- EXERCISE
Copy the material from its start through the line containing "[224, 847, 304, 915]", substituting "area" for every "region" and leaving the pictures out.

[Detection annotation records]
---
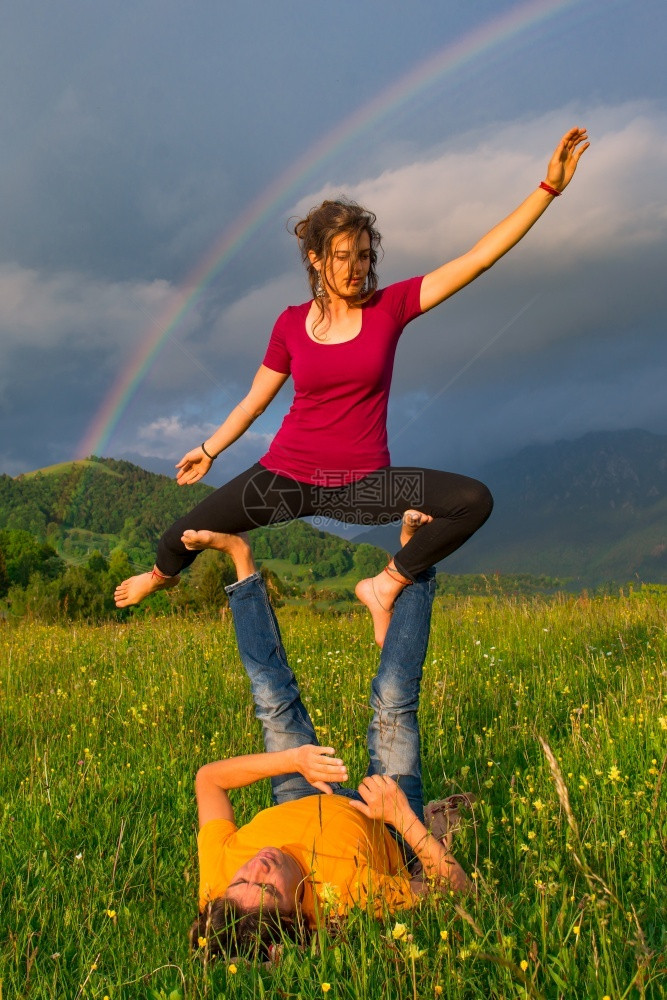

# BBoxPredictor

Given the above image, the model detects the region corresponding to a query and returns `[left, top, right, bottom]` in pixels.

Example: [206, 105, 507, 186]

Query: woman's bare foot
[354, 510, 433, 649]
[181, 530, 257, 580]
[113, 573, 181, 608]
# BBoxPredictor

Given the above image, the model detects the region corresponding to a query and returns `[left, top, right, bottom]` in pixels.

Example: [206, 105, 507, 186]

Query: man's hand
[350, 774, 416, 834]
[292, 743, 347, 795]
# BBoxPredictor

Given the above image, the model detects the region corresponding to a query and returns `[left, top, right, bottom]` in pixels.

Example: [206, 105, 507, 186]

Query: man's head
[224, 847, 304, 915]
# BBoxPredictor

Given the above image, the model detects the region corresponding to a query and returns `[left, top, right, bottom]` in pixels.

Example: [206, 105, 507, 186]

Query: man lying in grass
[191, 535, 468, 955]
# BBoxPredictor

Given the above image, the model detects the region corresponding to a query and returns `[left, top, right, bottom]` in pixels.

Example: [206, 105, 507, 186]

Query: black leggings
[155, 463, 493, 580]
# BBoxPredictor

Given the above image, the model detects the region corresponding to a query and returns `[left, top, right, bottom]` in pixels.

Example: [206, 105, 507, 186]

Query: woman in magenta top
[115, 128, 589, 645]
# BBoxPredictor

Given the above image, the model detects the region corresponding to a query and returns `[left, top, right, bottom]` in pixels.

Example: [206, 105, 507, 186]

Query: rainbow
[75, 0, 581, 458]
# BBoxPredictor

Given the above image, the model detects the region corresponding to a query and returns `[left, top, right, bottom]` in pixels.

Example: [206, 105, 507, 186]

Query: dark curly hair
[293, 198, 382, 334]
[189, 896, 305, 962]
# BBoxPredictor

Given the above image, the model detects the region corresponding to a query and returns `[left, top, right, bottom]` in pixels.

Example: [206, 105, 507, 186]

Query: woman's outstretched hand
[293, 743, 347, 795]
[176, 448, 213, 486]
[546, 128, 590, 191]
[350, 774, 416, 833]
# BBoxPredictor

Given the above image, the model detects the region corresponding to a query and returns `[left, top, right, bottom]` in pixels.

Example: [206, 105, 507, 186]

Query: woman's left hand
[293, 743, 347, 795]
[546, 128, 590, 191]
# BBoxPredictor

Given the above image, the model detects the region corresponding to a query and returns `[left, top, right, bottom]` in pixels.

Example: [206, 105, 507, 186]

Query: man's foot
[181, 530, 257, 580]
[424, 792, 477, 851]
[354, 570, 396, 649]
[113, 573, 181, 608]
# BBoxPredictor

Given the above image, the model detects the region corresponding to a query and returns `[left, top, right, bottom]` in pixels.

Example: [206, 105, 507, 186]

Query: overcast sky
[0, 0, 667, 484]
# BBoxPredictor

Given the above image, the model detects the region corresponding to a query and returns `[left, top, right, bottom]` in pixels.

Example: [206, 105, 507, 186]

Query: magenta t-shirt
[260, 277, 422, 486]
---
- ANSWER TO THIS TASK
# BBoxPredictor

Given the above image, the model detects the area corresponding to a query and returns `[left, top, right, bottom]` in pixels.

Example: [206, 105, 507, 186]

Query: woman's bare foot
[354, 510, 433, 649]
[181, 530, 257, 580]
[113, 573, 181, 608]
# BBoxPredictor

Given the above image, the model detects the area corresponding to a query and returns `[left, top, right, bottom]` in pixels.

Example: [206, 105, 507, 186]

Query: man's hand
[350, 774, 416, 834]
[292, 743, 347, 795]
# BBoxPredictor

Given the above image, the model detects the area corresponding to a query and returns `[left, top, right, bottom]` in pixels.

Example: [206, 105, 507, 186]

Query: man's head
[224, 847, 304, 915]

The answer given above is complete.